Requirement:
The output should consist solely of the line containing "Would you be able to indicate the white bathtub" and the lines that follow it through the end of the data below.

Extracted data:
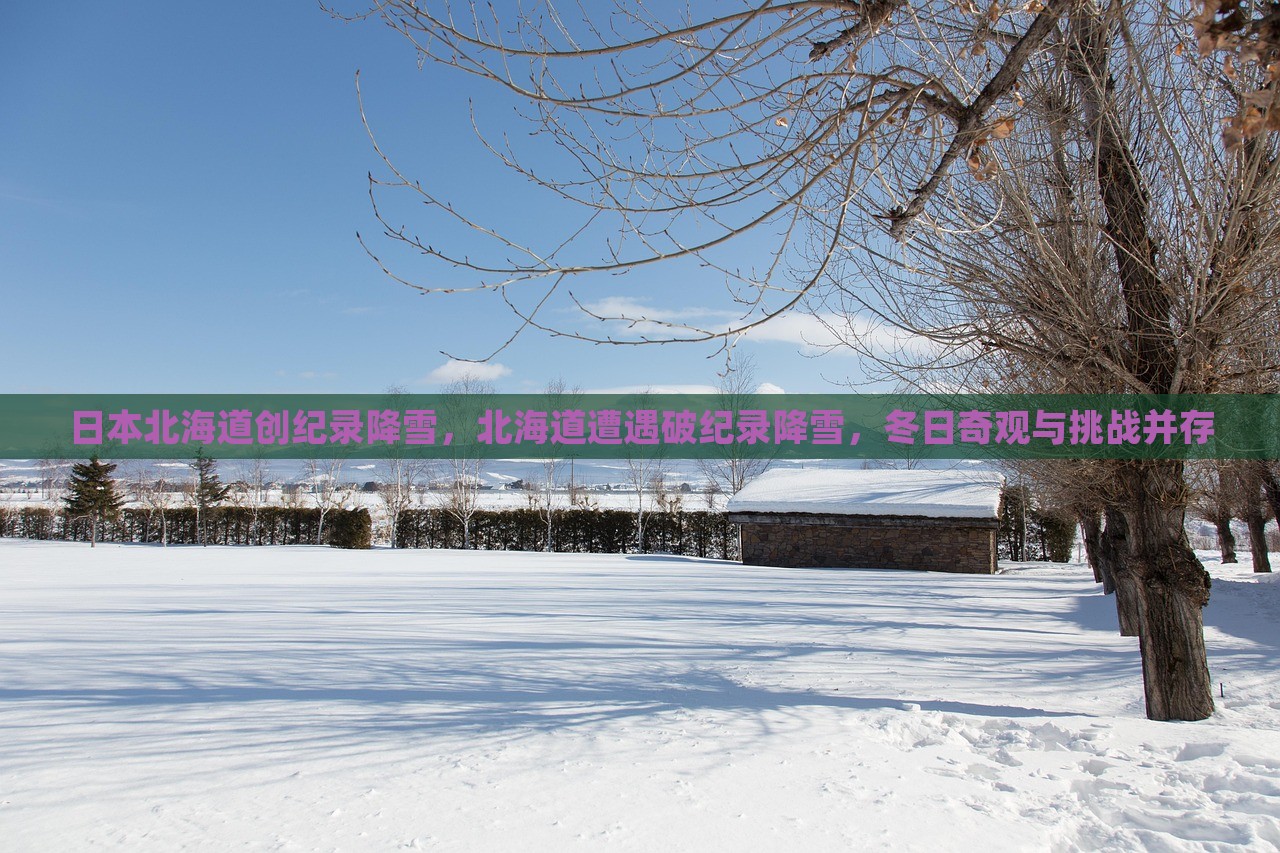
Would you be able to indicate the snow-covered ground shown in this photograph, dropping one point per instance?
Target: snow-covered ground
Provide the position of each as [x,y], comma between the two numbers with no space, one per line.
[312,699]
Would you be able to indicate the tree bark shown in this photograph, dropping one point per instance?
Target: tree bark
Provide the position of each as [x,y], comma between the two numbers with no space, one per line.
[1225,538]
[1091,525]
[1124,583]
[1257,523]
[1174,589]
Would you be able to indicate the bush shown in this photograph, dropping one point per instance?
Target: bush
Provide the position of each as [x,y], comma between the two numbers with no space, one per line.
[351,529]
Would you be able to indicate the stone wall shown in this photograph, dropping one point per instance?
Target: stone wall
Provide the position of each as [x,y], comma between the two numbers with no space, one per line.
[803,539]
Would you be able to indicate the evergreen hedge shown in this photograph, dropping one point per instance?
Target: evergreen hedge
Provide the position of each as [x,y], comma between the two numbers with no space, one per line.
[689,533]
[224,525]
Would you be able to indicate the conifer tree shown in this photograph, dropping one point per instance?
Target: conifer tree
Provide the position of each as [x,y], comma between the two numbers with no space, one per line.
[92,495]
[209,491]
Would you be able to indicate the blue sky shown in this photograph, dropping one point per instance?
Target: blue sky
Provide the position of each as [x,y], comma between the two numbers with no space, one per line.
[179,191]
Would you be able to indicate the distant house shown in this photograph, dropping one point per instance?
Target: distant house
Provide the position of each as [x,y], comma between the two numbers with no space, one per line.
[929,520]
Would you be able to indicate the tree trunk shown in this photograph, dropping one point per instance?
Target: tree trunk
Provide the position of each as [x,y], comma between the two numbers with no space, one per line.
[1091,525]
[1225,538]
[1112,547]
[1174,589]
[1257,523]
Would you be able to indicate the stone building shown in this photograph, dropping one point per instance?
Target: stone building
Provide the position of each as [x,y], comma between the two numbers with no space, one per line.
[871,519]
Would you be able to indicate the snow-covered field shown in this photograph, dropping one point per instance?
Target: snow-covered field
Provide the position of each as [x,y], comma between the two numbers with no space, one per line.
[311,699]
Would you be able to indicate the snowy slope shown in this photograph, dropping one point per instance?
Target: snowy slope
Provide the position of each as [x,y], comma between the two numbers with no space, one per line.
[947,495]
[312,699]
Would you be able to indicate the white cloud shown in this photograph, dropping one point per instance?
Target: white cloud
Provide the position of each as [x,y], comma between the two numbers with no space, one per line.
[457,370]
[812,333]
[654,389]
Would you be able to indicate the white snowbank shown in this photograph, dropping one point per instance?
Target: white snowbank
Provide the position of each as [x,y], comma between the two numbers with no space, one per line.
[314,699]
[937,495]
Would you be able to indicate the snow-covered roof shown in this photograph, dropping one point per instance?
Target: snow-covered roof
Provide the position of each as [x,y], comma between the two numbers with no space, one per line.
[935,495]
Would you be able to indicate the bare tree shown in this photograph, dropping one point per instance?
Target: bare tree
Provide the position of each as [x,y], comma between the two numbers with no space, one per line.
[158,497]
[647,471]
[328,491]
[460,491]
[254,491]
[735,465]
[398,474]
[1212,500]
[1042,185]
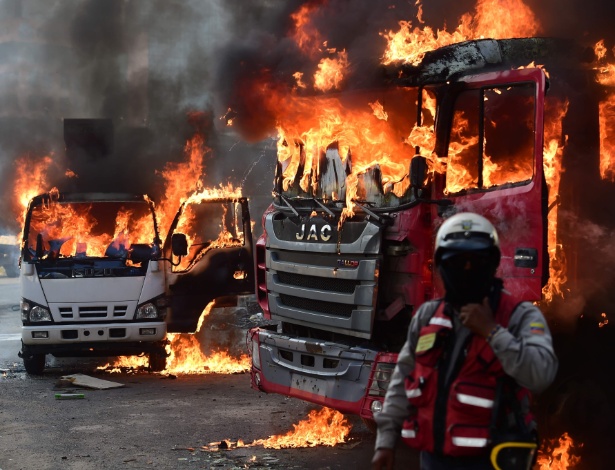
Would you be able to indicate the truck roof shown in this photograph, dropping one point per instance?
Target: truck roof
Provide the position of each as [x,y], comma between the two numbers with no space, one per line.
[89,197]
[449,62]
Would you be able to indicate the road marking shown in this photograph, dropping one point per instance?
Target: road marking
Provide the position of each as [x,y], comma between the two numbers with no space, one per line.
[10,337]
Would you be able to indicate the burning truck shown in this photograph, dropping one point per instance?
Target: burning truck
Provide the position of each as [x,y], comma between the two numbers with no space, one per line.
[98,280]
[346,254]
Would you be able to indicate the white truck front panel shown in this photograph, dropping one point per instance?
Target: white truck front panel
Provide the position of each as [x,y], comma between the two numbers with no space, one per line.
[94,289]
[94,333]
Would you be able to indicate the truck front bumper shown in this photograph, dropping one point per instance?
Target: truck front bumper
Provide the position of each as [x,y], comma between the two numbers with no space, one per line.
[330,374]
[76,336]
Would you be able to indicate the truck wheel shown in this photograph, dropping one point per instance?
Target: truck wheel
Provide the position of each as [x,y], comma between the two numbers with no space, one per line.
[158,360]
[34,364]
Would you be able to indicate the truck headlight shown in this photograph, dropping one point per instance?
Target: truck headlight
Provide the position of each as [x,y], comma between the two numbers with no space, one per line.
[38,313]
[34,313]
[147,311]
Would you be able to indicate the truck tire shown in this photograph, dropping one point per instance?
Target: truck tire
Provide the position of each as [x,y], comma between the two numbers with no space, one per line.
[158,360]
[370,424]
[34,364]
[11,271]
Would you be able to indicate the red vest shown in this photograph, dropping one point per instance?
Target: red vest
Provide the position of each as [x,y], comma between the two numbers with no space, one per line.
[454,421]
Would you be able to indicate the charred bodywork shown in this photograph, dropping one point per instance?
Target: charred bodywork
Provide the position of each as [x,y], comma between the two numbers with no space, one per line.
[215,268]
[344,288]
[97,281]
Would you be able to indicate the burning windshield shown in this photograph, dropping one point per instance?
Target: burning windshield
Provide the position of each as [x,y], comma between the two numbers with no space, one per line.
[351,147]
[58,228]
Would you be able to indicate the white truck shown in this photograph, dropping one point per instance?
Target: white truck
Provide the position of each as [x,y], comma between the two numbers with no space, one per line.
[97,280]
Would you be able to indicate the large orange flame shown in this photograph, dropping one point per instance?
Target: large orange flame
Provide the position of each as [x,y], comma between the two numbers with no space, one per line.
[409,44]
[324,427]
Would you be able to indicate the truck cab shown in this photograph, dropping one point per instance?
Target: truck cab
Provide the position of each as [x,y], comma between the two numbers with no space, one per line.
[97,280]
[344,288]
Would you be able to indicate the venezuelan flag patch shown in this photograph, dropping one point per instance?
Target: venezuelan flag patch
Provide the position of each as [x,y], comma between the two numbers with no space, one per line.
[537,328]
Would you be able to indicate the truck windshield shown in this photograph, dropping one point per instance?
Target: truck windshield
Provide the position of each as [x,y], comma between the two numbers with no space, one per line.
[354,146]
[112,230]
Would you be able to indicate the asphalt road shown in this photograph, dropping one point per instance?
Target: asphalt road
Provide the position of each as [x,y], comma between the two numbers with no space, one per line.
[153,421]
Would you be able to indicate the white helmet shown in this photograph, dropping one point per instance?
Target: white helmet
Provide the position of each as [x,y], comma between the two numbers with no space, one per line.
[465,232]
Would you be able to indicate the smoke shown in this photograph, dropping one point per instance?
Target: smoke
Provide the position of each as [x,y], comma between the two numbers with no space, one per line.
[148,64]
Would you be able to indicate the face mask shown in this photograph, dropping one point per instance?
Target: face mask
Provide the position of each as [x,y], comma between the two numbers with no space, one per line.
[467,277]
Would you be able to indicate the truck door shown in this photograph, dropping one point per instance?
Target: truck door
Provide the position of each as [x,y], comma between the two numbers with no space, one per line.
[493,136]
[215,261]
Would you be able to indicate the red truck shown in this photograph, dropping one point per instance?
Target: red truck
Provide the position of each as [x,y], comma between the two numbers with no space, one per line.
[342,288]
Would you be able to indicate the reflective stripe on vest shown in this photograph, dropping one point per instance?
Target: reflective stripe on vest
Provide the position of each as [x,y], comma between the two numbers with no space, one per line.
[415,392]
[441,321]
[475,401]
[470,441]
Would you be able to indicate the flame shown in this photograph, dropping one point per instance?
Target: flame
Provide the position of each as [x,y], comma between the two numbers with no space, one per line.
[552,165]
[331,72]
[77,230]
[185,356]
[551,457]
[30,181]
[607,132]
[304,33]
[409,44]
[180,180]
[326,427]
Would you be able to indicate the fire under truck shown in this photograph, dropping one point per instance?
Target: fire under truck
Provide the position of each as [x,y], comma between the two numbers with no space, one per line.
[342,290]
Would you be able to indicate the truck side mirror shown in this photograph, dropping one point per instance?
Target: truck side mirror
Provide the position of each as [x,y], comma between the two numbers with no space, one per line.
[179,244]
[418,171]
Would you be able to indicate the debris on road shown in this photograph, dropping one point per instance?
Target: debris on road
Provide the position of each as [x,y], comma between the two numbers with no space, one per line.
[86,381]
[69,396]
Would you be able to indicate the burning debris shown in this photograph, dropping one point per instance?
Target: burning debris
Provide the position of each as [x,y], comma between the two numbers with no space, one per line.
[324,427]
[558,454]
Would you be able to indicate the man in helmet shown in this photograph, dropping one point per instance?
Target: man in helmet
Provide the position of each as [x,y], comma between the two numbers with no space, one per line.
[460,392]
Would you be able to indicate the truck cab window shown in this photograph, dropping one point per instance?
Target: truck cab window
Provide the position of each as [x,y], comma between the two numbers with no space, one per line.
[492,138]
[209,225]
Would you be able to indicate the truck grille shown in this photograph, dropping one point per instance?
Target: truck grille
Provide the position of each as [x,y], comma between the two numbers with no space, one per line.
[328,285]
[320,306]
[318,283]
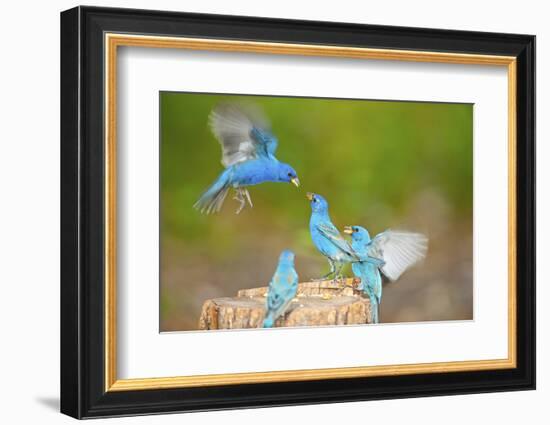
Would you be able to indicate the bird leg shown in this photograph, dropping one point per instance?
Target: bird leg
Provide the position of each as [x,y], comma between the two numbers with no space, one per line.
[248,197]
[330,273]
[338,273]
[240,198]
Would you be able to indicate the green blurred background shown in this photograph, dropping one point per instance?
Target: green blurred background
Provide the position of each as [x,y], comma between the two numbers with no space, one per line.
[380,164]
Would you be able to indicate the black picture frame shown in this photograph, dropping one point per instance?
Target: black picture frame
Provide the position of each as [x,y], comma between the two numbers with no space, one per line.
[83,392]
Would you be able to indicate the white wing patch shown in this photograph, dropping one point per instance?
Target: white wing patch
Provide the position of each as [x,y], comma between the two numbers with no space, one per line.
[399,250]
[231,124]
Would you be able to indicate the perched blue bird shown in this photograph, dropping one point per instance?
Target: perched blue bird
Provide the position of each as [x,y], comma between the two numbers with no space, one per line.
[282,288]
[396,252]
[248,155]
[327,238]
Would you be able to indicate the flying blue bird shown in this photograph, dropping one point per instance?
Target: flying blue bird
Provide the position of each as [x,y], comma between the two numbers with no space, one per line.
[327,238]
[396,250]
[248,155]
[282,288]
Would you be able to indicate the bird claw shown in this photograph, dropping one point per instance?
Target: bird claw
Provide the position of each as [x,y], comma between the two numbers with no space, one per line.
[242,196]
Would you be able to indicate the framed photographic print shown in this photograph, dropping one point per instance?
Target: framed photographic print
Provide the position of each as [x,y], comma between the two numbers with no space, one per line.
[261,212]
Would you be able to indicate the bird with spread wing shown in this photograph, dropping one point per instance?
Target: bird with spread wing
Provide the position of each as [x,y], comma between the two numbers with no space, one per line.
[396,250]
[248,155]
[328,240]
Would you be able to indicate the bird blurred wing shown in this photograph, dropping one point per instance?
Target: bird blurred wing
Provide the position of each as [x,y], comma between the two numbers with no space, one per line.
[399,250]
[242,133]
[329,231]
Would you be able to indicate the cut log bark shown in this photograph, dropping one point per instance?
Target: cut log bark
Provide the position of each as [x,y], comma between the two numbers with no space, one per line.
[322,303]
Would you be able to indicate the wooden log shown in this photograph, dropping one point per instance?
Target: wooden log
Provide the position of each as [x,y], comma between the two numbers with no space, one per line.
[322,303]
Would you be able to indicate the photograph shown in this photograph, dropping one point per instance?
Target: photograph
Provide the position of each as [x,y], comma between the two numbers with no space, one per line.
[279,212]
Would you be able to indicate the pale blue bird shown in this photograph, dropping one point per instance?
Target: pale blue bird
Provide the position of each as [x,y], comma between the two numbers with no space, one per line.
[396,250]
[327,238]
[248,155]
[282,289]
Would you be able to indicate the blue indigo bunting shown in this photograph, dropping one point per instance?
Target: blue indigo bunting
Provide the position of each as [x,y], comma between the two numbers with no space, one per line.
[248,155]
[282,289]
[396,250]
[327,239]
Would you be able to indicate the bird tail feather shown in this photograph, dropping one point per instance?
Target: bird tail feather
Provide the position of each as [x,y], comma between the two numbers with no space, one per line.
[211,201]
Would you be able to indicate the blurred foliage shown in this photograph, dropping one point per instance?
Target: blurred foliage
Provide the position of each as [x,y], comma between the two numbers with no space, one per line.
[370,159]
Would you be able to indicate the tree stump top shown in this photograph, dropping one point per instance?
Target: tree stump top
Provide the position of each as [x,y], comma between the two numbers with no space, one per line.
[321,303]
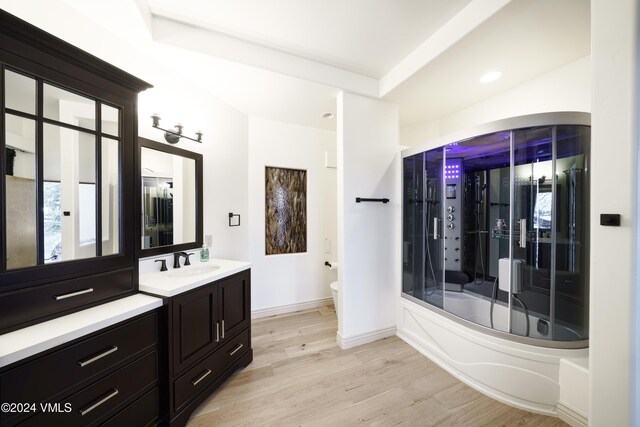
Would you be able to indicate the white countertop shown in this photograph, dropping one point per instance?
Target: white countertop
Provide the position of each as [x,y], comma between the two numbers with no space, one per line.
[25,342]
[176,281]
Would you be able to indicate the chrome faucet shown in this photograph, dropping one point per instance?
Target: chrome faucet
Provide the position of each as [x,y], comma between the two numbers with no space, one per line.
[176,259]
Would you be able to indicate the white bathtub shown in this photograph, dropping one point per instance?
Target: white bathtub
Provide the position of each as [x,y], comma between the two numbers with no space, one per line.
[522,375]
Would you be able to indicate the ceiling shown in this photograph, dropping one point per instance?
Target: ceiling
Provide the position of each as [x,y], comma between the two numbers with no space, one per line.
[288,59]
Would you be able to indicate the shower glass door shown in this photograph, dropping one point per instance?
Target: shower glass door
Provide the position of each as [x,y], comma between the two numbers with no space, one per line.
[422,229]
[532,231]
[433,184]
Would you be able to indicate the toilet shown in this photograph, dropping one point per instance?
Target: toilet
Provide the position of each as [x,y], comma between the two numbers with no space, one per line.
[334,294]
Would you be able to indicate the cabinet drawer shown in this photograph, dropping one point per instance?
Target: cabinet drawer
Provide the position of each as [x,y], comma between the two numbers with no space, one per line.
[37,303]
[50,375]
[142,412]
[104,397]
[205,372]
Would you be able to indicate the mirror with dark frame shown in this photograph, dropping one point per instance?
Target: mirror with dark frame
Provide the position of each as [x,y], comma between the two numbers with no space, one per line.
[170,198]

Solution for this exercise:
Would you be able to indicate the white bathtub shown in this photograph, dropping one point per instance?
Target: white bathtub
Provide the position of each as [x,y], comma between the two numbers with no space, one per line.
[522,375]
Would you be able to indicate the ceiling shown in this photograph, dropping one point per instance?
Target: ceiling
Provide the position of each as [x,y], comma between the two numbers with no space, one per line.
[288,59]
Would you be able to indicate the shower glass door shown in this photograph, dropping one point per instance?
Target: shower glass door
Provide the position of each as [x,y], comma between the two numbers with no space, one per line.
[422,229]
[532,231]
[433,184]
Would you be able to indicate the toilet shown in this photograph, dropping one point per instance?
Target: toilet
Provide the position of each as [x,y], comma between the two numbers with no space, one per line.
[334,294]
Would you be able to indicate the cabinet drawer shown in this photograph, dropping one point per instance?
Target: cabinet drawer
Provide the position of each as [x,y], comma between the two numbers with no space, one per line.
[37,303]
[50,375]
[142,412]
[104,397]
[205,372]
Would you be able to indicate the mirror with dark frame shown in this photograph, dropping one point per instance?
Target: mirror with dark frame
Provide the position of each as [x,y], comma between the two numbers with no space, one per line.
[170,198]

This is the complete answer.